▶ [Given task 1] Return the part of the motorcycle club constitution guide starting at "Section 1 The" and ending at "violates the constitution).", copied word for word.

▶ [Quoted text]
This article series will show you what your club’s constitution should contain and give you basic instructions on how to write them:
· The bylaws should begin with a creation/amendment date prominently displayed at the top. This date will allow all members to know that they have the most up-to-date version with a quick glance.
· There should be a table of contents to allow members to quickly search and access desired sections.
Article 1 should stipulate the date of the inception of the motorcycle club. Along with the club’s birth date it will state what the name shall forever be. It should give the physical address and the website URL, Facebook page URL, email, phone number and other contact information.
Section 1 The Club:
Section 1 of Article II should explain what the physical makeup of the club should be. It will state how many members a club contains (or an unlimited number of members) and what the male and female members shall be designated (i.e., property vs. members). It will designate what percentage of the membership must own motorcycles (in Georgia this is 80% of the club’s members) and how long a membership will last (i.e., until the member dissolves their membership or violates the constitution).

▶ [Extracted material]
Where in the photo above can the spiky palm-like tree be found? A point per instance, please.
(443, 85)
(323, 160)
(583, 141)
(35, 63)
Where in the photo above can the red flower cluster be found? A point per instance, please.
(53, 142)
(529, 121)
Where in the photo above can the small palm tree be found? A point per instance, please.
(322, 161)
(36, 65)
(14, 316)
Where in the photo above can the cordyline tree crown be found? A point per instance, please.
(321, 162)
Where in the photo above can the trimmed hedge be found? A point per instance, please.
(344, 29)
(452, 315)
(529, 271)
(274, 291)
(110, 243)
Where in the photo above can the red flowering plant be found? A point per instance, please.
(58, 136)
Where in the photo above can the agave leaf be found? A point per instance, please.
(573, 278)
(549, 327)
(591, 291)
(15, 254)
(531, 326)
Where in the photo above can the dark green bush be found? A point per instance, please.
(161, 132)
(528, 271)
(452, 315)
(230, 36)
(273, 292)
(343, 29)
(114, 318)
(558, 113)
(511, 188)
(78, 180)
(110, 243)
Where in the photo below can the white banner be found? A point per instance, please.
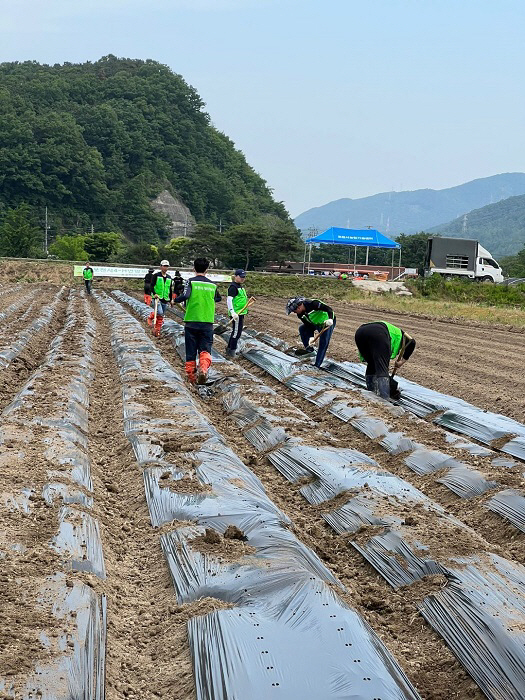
(139, 272)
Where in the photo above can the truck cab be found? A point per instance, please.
(461, 257)
(487, 269)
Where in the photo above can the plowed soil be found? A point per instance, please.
(480, 364)
(147, 648)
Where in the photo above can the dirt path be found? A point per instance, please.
(481, 365)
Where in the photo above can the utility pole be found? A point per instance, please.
(46, 226)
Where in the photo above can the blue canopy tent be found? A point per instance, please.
(369, 238)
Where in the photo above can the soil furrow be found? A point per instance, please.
(17, 372)
(480, 365)
(393, 614)
(147, 649)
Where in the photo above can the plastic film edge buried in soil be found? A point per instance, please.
(79, 670)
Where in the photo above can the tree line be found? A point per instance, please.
(97, 142)
(243, 245)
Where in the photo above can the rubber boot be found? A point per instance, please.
(204, 366)
(370, 382)
(383, 387)
(158, 326)
(191, 368)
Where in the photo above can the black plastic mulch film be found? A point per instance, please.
(399, 552)
(288, 635)
(79, 670)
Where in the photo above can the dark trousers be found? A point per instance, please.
(306, 332)
(373, 343)
(197, 340)
(238, 325)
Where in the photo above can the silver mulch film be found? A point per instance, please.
(287, 633)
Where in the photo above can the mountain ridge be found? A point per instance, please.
(499, 227)
(411, 211)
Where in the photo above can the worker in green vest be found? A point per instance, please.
(378, 343)
(87, 274)
(316, 317)
(200, 295)
(236, 301)
(162, 292)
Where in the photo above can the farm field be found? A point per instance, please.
(279, 533)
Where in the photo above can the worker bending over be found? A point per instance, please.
(147, 286)
(316, 317)
(200, 295)
(378, 343)
(87, 274)
(162, 291)
(236, 301)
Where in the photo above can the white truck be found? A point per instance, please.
(461, 257)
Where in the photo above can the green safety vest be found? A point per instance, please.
(163, 287)
(396, 338)
(240, 301)
(317, 318)
(201, 304)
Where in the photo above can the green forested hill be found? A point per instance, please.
(500, 227)
(95, 142)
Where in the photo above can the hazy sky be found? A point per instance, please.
(326, 98)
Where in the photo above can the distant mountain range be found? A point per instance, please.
(393, 213)
(499, 227)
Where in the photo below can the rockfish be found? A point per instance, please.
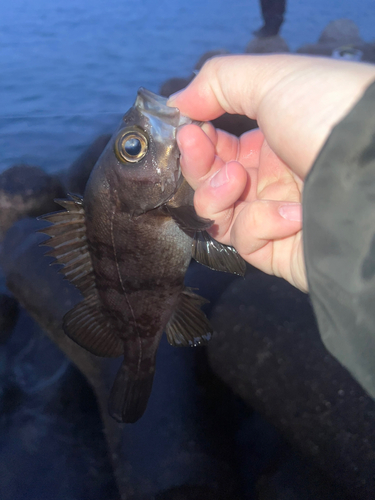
(126, 245)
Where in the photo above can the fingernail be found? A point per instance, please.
(172, 97)
(291, 211)
(220, 177)
(206, 127)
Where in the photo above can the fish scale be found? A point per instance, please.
(127, 244)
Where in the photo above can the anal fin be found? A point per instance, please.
(91, 329)
(209, 252)
(129, 395)
(188, 325)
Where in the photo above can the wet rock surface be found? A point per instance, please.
(26, 191)
(51, 440)
(341, 39)
(168, 447)
(268, 350)
(8, 316)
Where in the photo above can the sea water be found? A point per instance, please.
(70, 68)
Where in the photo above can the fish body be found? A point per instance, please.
(127, 245)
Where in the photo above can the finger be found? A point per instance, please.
(299, 92)
(216, 197)
(264, 221)
(197, 154)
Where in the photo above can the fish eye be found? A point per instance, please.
(131, 145)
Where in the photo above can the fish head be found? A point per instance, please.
(142, 158)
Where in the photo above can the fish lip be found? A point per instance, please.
(156, 105)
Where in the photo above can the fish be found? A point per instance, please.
(126, 245)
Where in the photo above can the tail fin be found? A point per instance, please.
(129, 396)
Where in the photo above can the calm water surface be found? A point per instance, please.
(70, 68)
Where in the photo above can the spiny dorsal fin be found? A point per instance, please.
(91, 329)
(209, 252)
(69, 243)
(187, 218)
(188, 325)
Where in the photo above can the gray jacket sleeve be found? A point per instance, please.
(339, 240)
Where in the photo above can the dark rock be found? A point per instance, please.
(268, 350)
(8, 316)
(341, 39)
(170, 445)
(80, 170)
(26, 191)
(51, 438)
(269, 45)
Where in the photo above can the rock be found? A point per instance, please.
(341, 39)
(78, 173)
(8, 316)
(26, 191)
(170, 445)
(268, 350)
(269, 45)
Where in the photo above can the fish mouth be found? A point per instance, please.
(156, 105)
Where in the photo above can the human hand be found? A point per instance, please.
(252, 186)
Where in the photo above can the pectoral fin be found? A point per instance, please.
(209, 252)
(91, 329)
(188, 325)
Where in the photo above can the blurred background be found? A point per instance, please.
(70, 68)
(264, 412)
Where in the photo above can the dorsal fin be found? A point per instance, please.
(209, 252)
(69, 243)
(86, 324)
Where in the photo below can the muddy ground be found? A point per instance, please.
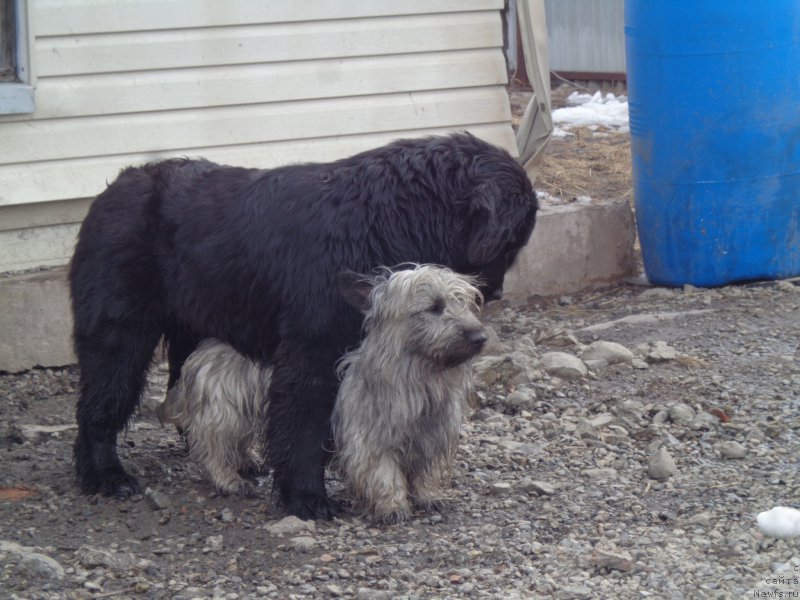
(634, 476)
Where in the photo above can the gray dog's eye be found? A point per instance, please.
(437, 307)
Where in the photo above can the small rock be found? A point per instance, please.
(632, 408)
(660, 351)
(157, 500)
(664, 293)
(611, 352)
(602, 420)
(334, 590)
(302, 543)
(35, 563)
(513, 368)
(522, 398)
(595, 365)
(487, 415)
(563, 365)
(612, 559)
(574, 592)
(493, 344)
(661, 417)
(39, 433)
(291, 525)
(681, 413)
(537, 487)
(732, 450)
(661, 465)
(214, 542)
(500, 488)
(227, 515)
(585, 429)
(90, 558)
(702, 519)
(601, 474)
(704, 421)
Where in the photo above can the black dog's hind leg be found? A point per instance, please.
(181, 342)
(112, 373)
(298, 439)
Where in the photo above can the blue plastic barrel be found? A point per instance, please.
(714, 100)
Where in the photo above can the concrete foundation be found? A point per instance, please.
(35, 321)
(573, 247)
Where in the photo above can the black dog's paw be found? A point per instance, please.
(310, 506)
(117, 484)
(395, 517)
(438, 505)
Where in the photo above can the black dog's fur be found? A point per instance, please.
(188, 249)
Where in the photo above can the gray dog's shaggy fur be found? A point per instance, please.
(400, 404)
(217, 403)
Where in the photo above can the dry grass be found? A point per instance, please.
(587, 163)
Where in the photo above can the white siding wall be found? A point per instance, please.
(244, 82)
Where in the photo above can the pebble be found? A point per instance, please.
(563, 365)
(660, 351)
(731, 449)
(612, 559)
(302, 543)
(157, 500)
(35, 563)
(290, 525)
(601, 474)
(541, 488)
(500, 488)
(661, 465)
(610, 352)
(681, 413)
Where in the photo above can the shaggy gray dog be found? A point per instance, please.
(400, 405)
(401, 401)
(217, 403)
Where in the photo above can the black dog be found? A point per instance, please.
(189, 249)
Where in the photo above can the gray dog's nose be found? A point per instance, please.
(476, 337)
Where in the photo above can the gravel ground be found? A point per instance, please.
(635, 472)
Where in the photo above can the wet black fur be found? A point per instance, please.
(188, 249)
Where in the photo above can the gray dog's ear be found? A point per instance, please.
(355, 289)
(489, 236)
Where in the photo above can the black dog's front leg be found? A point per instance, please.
(299, 442)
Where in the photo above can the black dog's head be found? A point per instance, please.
(502, 206)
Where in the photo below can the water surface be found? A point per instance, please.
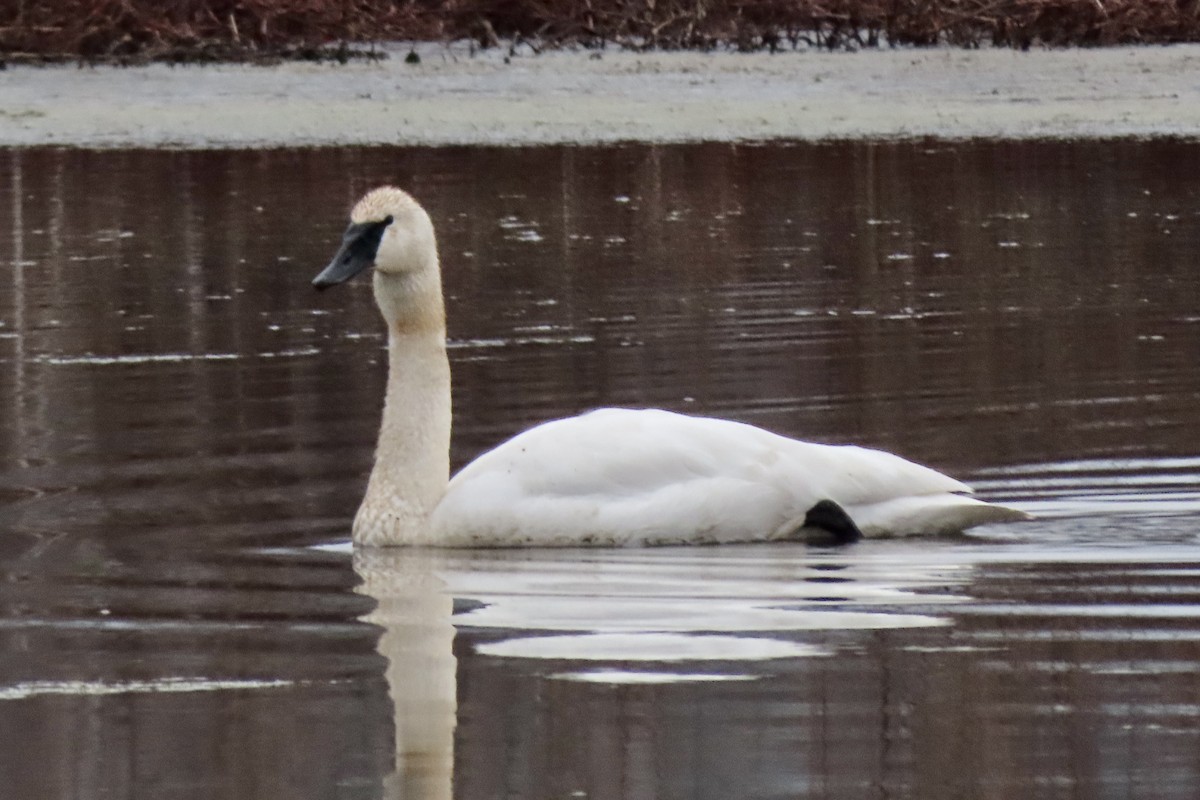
(184, 417)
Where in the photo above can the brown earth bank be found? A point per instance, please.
(222, 30)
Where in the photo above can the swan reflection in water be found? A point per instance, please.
(645, 617)
(414, 611)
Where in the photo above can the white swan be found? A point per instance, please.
(609, 477)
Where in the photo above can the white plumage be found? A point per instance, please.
(607, 477)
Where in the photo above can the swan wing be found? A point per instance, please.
(648, 476)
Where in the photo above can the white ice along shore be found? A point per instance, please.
(586, 96)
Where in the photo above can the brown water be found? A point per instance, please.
(184, 417)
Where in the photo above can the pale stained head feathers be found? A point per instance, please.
(408, 244)
(382, 202)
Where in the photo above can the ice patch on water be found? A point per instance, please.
(649, 647)
(85, 687)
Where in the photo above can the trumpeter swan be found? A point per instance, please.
(607, 477)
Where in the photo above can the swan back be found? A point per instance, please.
(622, 476)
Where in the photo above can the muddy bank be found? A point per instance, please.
(453, 97)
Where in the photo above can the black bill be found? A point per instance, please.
(357, 253)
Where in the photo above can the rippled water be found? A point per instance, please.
(184, 419)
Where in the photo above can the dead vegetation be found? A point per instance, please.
(190, 30)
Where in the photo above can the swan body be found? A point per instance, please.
(607, 477)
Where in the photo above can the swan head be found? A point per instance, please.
(388, 230)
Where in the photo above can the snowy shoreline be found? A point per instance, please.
(585, 97)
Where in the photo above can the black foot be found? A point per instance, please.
(831, 517)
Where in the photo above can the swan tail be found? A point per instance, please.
(930, 515)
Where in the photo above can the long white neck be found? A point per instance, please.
(413, 455)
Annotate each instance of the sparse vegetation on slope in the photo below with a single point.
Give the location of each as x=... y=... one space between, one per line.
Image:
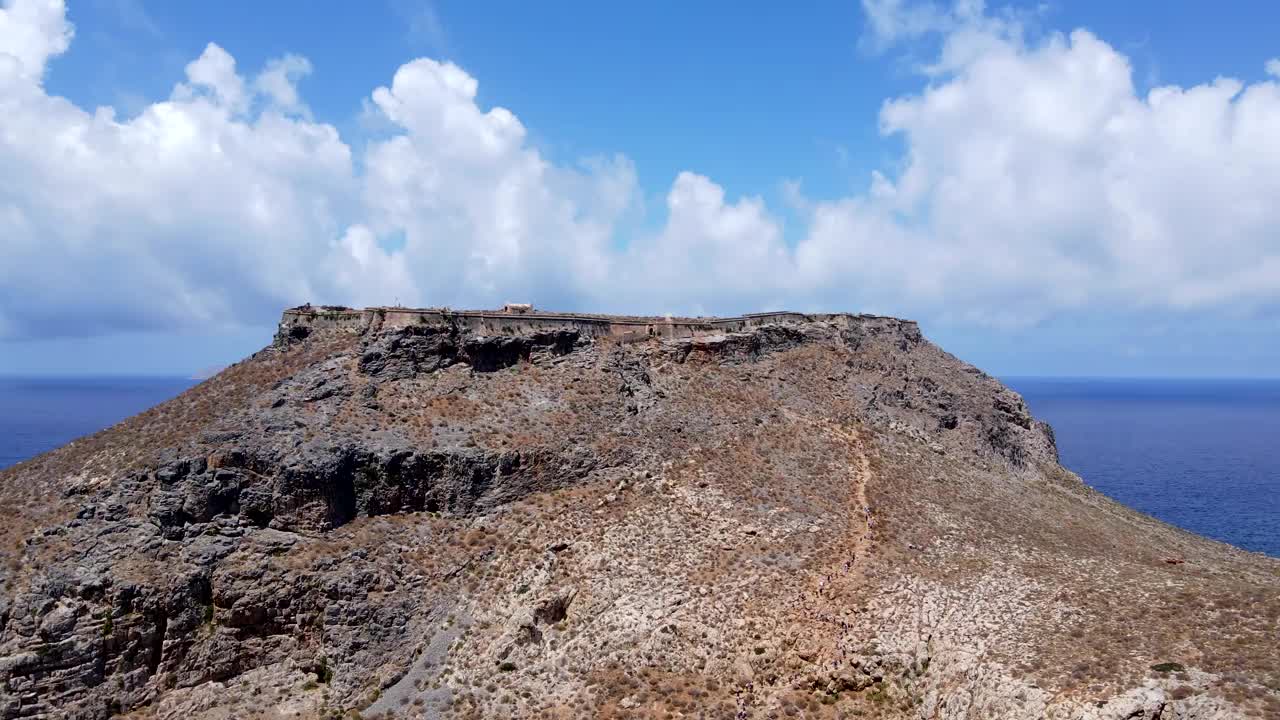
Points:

▶ [Given task 2] Retype the records starting at the line that contains "Where in the photo above can the swan back" and ending with the final line of the records, both included, without the pictures.

▶ [Finished answer 1]
Section 1 The Club:
Section 1 of Article II should explain what the physical makeup of the club should be. It will state how many members a club contains (or an unlimited number of members) and what the male and female members shall be designated (i.e., property vs. members). It will designate what percentage of the membership must own motorcycles (in Georgia this is 80% of the club’s members) and how long a membership will last (i.e., until the member dissolves their membership or violates the constitution).

▶ [Finished answer 2]
Where in the photo above can the swan back be found? A point per instance, please.
(622, 476)
Where in the photo above can the muddy bank be found? A point per instance, please.
(453, 97)
Where in the photo above can the black bill be found? A point per instance, please.
(357, 253)
Where in the photo above can the rippled water be found? A point per instance, please.
(184, 419)
Where in the photo above can the dead vegetation be found? A point per instance, please.
(190, 30)
Where in the photo above can the swan body be found? A point per instance, please.
(607, 477)
Where in the photo above can the swan head be found? A point per instance, please.
(388, 230)
Where in the photo above can the snowy shoreline be found? A point per instance, please.
(585, 97)
Where in the photo above can the black foot be found? A point per instance, please.
(831, 517)
Where in the photo above can the swan tail be found? A point per instance, please.
(930, 515)
Where in the photo above can the long white neck be found? A point per instance, please.
(413, 455)
Annotate each instance of the sparse vegetation on slope in the photo below with a single point.
Give the location of each as x=... y=... one space between, one per line.
Image:
Points:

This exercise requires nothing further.